Objective
Reproduce all of the data below word for word, leaving out the pictures.

Dataset records
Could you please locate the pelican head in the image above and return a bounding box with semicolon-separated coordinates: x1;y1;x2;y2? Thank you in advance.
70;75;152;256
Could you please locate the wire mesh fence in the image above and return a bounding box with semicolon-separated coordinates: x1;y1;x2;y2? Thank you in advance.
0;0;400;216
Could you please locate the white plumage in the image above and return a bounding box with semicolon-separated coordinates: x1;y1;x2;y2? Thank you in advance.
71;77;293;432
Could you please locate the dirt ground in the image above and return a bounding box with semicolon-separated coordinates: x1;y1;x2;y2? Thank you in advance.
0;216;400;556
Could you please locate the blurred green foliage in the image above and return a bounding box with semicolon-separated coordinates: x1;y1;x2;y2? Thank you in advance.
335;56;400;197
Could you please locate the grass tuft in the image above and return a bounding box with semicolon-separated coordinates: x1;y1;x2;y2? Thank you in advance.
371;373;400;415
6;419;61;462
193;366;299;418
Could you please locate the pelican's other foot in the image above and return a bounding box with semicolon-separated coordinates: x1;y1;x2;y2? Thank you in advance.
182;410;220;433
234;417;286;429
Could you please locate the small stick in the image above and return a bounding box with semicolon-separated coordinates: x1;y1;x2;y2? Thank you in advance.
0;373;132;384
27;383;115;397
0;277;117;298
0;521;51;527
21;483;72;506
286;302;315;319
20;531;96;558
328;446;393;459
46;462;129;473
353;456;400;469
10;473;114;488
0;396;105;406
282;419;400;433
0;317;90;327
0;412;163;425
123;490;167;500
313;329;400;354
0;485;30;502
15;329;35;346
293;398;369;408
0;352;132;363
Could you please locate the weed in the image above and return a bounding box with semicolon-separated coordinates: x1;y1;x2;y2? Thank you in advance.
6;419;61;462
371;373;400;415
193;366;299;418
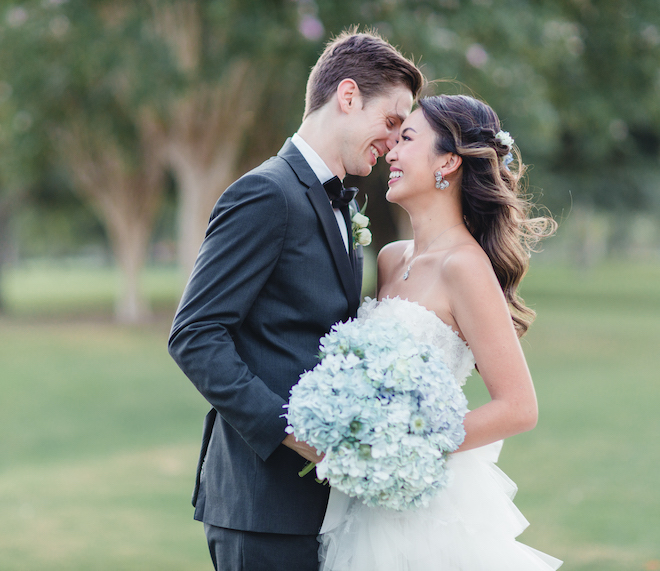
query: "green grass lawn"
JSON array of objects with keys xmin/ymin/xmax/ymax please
[{"xmin": 0, "ymin": 264, "xmax": 660, "ymax": 571}]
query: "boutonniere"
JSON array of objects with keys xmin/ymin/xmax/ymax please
[{"xmin": 351, "ymin": 197, "xmax": 371, "ymax": 248}]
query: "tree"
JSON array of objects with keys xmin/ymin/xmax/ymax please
[{"xmin": 0, "ymin": 1, "xmax": 174, "ymax": 322}]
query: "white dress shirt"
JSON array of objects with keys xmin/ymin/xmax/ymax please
[{"xmin": 291, "ymin": 133, "xmax": 348, "ymax": 252}]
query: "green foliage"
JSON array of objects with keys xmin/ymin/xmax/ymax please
[
  {"xmin": 0, "ymin": 0, "xmax": 660, "ymax": 260},
  {"xmin": 0, "ymin": 264, "xmax": 660, "ymax": 571}
]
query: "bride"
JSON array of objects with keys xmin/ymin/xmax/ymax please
[{"xmin": 319, "ymin": 96, "xmax": 561, "ymax": 571}]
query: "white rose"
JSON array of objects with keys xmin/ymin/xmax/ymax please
[
  {"xmin": 351, "ymin": 212, "xmax": 369, "ymax": 228},
  {"xmin": 355, "ymin": 228, "xmax": 371, "ymax": 246}
]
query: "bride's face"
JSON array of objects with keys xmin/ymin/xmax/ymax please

Full response
Could you please locate the pelican head in the image above and return a bounding box with semicolon-separated coordinates: x1;y1;x2;y2? Thank you in advance.
70;75;152;256
Could you please locate the wire mesh fence in the image above and return a bounding box with semicolon-separated coordinates: x1;y1;x2;y2? Thank you in advance.
0;0;400;216
Could you please locate the white plumage in the image above and return a bounding box with semicolon-separated coordinates: x1;y1;x2;y2? Thank you in advance.
71;77;293;432
Could you please locate the dirt ground in the image above and return a bounding box with semicolon-separated coordinates: x1;y1;x2;y2? Thank you in advance.
0;216;400;556
Could you please locate the blurred green foliage in the image above and return a bounding box with semicolon-separated coordinates: x1;y1;x2;y2? Thank you in advance.
335;56;400;197
Could you please locate the grass tuft in the image above and return a bounding box with semicolon-separated coordinates: x1;y1;x2;y2? Thank you in advance.
371;373;400;415
6;419;61;462
193;366;299;418
Could you please locate the pelican's other foot in the image above and return a bounding box with semicolon-separated coordinates: x1;y1;x2;y2? Thank you in advance.
182;410;220;433
234;417;286;429
Could you please locate the small stick in the image above and return a bounding box with semicolon-separated coordinates: x1;y1;x2;y2? Thank you in advance.
0;373;132;384
27;383;115;397
0;277;117;298
0;521;51;527
21;483;72;506
286;302;315;319
20;531;96;558
328;446;393;459
46;462;129;473
353;456;400;469
10;473;114;488
0;396;105;406
282;419;400;433
0;317;90;327
0;412;163;425
123;490;167;500
313;329;400;354
0;485;30;502
15;329;35;346
293;398;369;408
0;352;132;363
Could you please locate the weed in the image above and return a bounding box with semicolon-separated coordinates: x1;y1;x2;y2? Thank you in advance.
6;419;61;462
371;373;400;415
193;366;299;418
query: "green grass lawn"
JSON array of objects with keys xmin/ymin/xmax/ymax please
[{"xmin": 0, "ymin": 264, "xmax": 660, "ymax": 571}]
query: "boutonniere"
JSON array of objects with keys xmin/ymin/xmax/ymax please
[{"xmin": 351, "ymin": 197, "xmax": 371, "ymax": 248}]
query: "tree"
JSON array of objects with keys xmin/ymin/xmax/ymax please
[{"xmin": 0, "ymin": 1, "xmax": 174, "ymax": 322}]
query: "white dress shirt"
JSON array of objects with keys xmin/ymin/xmax/ymax please
[{"xmin": 291, "ymin": 133, "xmax": 348, "ymax": 252}]
query: "green foliage"
JSON array of objects with keys xmin/ymin/xmax/ymax please
[
  {"xmin": 0, "ymin": 0, "xmax": 660, "ymax": 260},
  {"xmin": 0, "ymin": 264, "xmax": 660, "ymax": 571}
]
query: "bride"
JSON array of objects with keys xmin/ymin/xmax/ymax please
[{"xmin": 319, "ymin": 96, "xmax": 561, "ymax": 571}]
query: "white rose"
JSON array of objects with keys xmin/ymin/xmax/ymax please
[
  {"xmin": 351, "ymin": 212, "xmax": 369, "ymax": 228},
  {"xmin": 355, "ymin": 228, "xmax": 371, "ymax": 246}
]
query: "bride's face"
JSON array of objects with keys xmin/ymin/xmax/ymax please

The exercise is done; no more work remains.